Extrae de los registros que siguen cada línea que contenga la palabra "eyebrow".

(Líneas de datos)
%%
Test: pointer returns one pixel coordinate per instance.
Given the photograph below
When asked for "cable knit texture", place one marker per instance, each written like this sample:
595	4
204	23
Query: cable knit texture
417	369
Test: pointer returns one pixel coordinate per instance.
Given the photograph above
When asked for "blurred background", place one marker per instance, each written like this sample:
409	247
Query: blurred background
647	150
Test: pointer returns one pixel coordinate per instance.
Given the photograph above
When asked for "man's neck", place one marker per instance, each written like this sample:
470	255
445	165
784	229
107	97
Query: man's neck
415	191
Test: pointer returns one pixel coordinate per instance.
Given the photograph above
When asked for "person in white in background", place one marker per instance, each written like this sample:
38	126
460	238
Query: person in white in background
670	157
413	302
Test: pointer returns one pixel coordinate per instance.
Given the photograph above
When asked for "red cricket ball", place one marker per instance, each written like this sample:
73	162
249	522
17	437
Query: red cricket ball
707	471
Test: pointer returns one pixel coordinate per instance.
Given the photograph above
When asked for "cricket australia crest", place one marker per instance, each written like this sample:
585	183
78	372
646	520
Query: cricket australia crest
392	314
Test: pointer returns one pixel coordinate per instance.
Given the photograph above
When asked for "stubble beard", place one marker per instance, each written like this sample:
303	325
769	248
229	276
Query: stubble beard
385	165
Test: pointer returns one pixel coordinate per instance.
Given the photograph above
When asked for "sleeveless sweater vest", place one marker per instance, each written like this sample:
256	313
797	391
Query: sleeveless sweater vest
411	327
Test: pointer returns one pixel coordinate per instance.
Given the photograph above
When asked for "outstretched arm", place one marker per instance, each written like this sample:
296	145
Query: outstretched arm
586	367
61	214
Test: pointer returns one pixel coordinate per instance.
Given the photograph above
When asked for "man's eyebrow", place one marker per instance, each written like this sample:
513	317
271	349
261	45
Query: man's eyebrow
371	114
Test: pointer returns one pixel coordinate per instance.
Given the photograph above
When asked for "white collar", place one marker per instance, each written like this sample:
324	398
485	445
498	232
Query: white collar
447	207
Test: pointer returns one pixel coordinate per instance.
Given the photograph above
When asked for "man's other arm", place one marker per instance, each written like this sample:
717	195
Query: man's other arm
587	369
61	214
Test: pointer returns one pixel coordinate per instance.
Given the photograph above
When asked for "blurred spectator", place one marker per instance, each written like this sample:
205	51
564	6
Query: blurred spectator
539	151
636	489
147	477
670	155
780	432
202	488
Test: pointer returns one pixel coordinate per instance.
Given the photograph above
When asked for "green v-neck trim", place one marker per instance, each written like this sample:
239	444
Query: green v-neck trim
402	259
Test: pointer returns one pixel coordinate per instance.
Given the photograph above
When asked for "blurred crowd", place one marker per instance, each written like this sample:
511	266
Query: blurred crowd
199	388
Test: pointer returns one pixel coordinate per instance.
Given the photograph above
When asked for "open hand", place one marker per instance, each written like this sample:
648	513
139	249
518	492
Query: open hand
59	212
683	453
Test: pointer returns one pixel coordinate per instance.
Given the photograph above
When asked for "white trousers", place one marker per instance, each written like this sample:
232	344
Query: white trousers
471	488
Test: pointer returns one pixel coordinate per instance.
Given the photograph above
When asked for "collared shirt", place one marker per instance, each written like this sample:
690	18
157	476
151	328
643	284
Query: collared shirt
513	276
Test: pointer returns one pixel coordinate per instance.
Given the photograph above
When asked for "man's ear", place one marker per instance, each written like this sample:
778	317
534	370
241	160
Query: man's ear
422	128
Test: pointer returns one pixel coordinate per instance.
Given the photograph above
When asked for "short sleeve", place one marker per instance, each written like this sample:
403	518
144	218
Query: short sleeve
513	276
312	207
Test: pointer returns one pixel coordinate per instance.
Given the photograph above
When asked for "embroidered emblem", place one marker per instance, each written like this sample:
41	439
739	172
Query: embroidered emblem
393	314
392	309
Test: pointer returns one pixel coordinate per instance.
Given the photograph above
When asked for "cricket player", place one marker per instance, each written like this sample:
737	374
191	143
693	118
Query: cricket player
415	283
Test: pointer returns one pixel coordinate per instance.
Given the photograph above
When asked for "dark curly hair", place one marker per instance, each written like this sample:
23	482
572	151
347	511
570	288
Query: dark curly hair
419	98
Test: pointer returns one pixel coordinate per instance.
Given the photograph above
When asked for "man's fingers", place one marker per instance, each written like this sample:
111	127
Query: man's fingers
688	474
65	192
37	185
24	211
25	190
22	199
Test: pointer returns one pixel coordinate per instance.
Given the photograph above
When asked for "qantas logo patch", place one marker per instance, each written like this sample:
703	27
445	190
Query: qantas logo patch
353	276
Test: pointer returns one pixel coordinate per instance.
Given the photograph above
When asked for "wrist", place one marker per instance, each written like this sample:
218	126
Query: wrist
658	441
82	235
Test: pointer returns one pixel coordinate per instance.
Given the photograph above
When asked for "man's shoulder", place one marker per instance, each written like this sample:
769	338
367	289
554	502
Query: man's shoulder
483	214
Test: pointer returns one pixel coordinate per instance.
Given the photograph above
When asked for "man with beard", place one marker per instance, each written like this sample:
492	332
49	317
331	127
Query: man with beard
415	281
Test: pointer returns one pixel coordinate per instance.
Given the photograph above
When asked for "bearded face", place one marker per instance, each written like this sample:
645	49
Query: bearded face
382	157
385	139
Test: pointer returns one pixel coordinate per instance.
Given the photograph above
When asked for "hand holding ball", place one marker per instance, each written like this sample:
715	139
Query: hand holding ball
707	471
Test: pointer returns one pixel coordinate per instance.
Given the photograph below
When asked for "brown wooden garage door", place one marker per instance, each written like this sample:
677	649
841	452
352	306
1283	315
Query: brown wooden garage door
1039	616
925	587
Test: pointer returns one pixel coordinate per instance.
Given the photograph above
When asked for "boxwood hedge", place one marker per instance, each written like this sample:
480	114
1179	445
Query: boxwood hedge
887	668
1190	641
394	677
%%
- [RESPUESTA ESCRITA]
When asked for "man's eyebrow", place one marker per instance, each written like this sample:
Query: man's eyebrow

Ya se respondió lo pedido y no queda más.